Task item:
Count the lines below in which "lamp" appears, then give that number by itself.
Exercise input Block Start
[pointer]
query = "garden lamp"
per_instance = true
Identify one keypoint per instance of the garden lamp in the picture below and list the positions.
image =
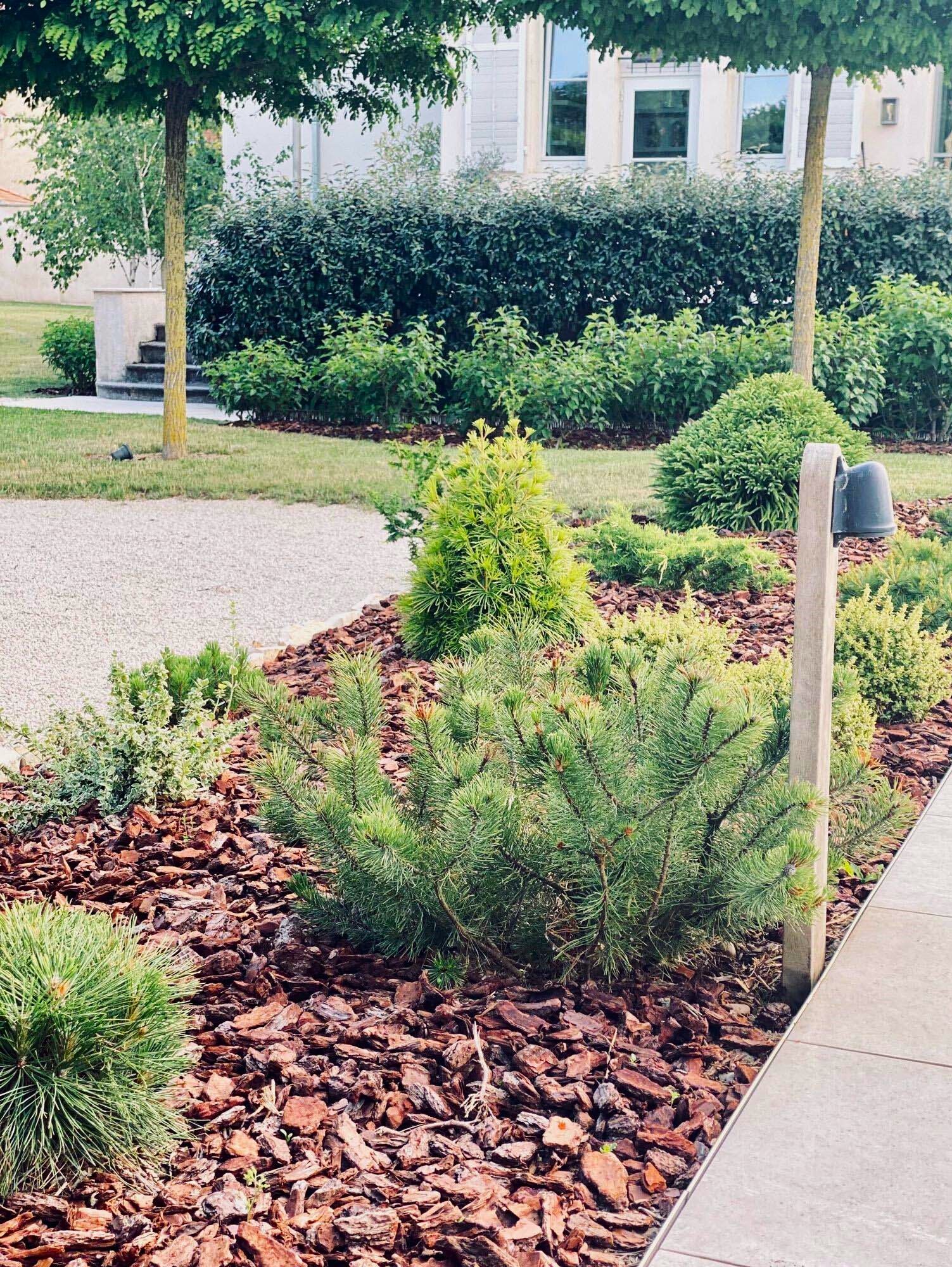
(836, 502)
(863, 502)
Exercise input Block End
Response to the task:
2